• [Given problem]:
Copy out, word for word, the passage below about choosing feature layers for transfer attacks.

• [Extracted text]:
******************************

Figure 4: The results of two sets of experiments, which used the ImageNet dataset. The horizontal axis represents the number of different feature layers of the surrogate model Inception-v1, while the vertical axis represents the transfer attack success rate of the adversarial examples generated at these layers on the target model. The dashed line indicates that the model’s output is not layered, and the solid line is the opposite. (a) shows the results using the MIM algorithm as the basis for RCFL, and (b) shows the results using the DIM algorithm as the basis for RCFL
The experimental results show that different basic algorithms have no effect on the selection of the optimal feature layer of the model. Therefore, to determine the optimal layer for the other four models, we uniformly use ImageNet as the dataset and the MIM transfer attack algorithm as the basis for our RCFL method. The experimental results for the optimal transfer layers of the four standard-trained models—ResNet18, DenseNet121, Inception-v3, and SqueezeNet V1—are shown in Fig. 5a–d. the optimal layer for ResNet18 is t=4, for DenseNet121 is t=6 for Inception-v3 is t=9, and for SqueezeNet V1 is t=6.

******************************

• [Given records]:
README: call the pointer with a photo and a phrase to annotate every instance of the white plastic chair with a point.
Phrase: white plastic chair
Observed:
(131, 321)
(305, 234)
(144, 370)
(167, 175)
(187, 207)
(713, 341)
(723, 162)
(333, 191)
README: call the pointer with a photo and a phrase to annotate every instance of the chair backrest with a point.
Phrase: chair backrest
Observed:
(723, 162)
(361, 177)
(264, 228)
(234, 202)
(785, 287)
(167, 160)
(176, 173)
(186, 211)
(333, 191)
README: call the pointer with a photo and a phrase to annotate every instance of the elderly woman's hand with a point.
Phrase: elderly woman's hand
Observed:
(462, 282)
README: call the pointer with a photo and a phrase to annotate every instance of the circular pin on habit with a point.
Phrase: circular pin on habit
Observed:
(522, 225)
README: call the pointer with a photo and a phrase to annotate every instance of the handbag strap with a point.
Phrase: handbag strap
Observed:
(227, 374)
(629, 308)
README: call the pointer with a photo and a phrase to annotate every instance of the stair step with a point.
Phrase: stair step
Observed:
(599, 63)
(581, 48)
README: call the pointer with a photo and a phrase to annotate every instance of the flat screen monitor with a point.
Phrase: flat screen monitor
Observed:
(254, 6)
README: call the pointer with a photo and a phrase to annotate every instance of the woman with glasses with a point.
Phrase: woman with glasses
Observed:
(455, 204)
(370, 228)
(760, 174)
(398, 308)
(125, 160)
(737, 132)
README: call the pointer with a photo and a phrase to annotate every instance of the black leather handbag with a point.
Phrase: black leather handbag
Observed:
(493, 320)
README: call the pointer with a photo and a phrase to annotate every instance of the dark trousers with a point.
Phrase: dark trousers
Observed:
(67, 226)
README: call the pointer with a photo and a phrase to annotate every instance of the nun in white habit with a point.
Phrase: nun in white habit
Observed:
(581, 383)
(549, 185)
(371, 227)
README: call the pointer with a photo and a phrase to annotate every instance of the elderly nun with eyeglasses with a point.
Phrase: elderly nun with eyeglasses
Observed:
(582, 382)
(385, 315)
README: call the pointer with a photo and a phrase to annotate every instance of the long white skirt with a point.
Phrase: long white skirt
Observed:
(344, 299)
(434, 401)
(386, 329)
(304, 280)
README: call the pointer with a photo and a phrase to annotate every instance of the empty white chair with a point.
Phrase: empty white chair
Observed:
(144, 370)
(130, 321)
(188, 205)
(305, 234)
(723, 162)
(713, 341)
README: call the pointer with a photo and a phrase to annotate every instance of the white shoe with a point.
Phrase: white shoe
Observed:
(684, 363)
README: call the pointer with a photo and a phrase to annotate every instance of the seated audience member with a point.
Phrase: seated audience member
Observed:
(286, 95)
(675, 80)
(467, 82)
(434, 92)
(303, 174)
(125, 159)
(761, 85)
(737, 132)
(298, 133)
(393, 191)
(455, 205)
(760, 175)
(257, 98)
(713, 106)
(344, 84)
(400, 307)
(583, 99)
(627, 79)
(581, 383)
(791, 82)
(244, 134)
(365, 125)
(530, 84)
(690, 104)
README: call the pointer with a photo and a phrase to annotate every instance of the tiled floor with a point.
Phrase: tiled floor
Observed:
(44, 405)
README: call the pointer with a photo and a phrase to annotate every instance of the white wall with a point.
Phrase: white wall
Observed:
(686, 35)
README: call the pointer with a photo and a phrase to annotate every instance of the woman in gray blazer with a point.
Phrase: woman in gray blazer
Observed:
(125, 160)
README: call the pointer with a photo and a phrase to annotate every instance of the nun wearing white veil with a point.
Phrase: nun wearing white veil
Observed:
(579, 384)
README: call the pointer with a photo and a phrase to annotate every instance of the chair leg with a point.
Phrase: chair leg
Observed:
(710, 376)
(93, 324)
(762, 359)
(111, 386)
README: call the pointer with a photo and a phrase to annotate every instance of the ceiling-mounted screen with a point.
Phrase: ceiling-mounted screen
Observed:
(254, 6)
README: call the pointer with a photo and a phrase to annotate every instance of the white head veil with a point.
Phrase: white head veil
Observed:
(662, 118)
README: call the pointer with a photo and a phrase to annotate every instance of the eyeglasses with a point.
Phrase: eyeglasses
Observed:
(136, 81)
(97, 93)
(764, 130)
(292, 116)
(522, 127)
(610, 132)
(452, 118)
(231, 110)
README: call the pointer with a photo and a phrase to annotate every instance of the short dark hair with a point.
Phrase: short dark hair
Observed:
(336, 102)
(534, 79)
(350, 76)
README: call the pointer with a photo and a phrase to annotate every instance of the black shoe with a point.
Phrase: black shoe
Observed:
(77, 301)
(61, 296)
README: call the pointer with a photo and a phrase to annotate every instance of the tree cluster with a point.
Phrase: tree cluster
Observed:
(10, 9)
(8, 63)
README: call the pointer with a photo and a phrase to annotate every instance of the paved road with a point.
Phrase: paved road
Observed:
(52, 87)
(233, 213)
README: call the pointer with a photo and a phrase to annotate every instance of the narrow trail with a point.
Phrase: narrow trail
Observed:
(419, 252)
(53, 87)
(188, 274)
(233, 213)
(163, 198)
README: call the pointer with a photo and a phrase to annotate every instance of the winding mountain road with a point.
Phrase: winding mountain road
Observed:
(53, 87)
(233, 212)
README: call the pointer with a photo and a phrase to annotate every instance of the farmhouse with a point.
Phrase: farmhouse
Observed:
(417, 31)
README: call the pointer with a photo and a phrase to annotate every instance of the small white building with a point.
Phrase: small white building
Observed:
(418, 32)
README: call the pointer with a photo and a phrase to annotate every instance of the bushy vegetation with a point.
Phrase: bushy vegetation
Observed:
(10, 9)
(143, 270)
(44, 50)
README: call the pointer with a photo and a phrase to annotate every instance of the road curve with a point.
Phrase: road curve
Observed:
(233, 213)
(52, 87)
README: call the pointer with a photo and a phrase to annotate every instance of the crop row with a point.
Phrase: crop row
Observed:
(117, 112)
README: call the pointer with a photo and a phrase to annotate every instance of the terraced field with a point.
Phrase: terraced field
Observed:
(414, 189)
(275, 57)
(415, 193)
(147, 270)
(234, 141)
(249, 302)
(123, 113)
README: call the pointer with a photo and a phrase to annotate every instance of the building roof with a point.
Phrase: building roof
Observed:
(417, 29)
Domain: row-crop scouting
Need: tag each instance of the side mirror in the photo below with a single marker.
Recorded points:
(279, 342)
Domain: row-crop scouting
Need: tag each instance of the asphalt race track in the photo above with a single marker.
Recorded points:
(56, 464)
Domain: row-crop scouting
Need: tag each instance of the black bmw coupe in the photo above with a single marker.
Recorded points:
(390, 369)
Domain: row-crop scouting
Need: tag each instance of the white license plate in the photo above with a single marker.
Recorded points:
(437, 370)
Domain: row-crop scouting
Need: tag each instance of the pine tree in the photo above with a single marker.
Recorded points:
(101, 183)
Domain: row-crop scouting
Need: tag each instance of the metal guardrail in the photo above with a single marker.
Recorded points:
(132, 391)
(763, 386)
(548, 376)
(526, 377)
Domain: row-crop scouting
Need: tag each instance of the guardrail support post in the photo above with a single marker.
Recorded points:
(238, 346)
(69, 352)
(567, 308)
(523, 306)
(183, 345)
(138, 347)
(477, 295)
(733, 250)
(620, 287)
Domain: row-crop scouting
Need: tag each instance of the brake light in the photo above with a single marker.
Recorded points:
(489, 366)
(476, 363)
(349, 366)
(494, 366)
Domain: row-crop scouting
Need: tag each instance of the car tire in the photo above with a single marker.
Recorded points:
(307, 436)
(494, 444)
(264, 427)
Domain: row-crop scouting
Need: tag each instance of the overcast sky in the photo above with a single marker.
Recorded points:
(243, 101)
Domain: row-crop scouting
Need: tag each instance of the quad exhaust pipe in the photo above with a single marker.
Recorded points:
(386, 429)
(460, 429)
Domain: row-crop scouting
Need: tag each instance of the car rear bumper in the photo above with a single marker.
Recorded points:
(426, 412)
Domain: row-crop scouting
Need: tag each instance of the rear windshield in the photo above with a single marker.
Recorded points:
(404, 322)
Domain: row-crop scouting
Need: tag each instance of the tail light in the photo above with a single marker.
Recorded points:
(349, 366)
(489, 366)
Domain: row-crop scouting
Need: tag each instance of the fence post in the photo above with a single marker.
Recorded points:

******************************

• [Completed exercise]:
Figure 4: The results of two sets of experiments, which used the ImageNet dataset. The horizontal axis represents the number of different feature layers of the surrogate model Inception-v1, while the vertical axis represents the transfer attack success rate of the adversarial examples generated at these layers on the target model. The dashed line indicates that the model’s output is not layered, and the solid line is the opposite. (a) shows the results using the MIM algorithm as the basis for RCFL, and (b) shows the results using the DIM algorithm as the basis for RCFL
The experimental results show that different basic algorithms have no effect on the selection of the optimal feature layer of the model. Therefore, to determine the optimal layer for the other four models, we uniformly use ImageNet as the dataset and the MIM transfer attack algorithm as the basis for our RCFL method. The experimental results for the optimal transfer layers of the four standard-trained models—ResNet18, DenseNet121, Inception-v3, and SqueezeNet V1—are shown in Fig. 5a–d. the optimal layer for ResNet18 is t=4, for DenseNet121 is t=6 for Inception-v3 is t=9, and for SqueezeNet V1 is t=6.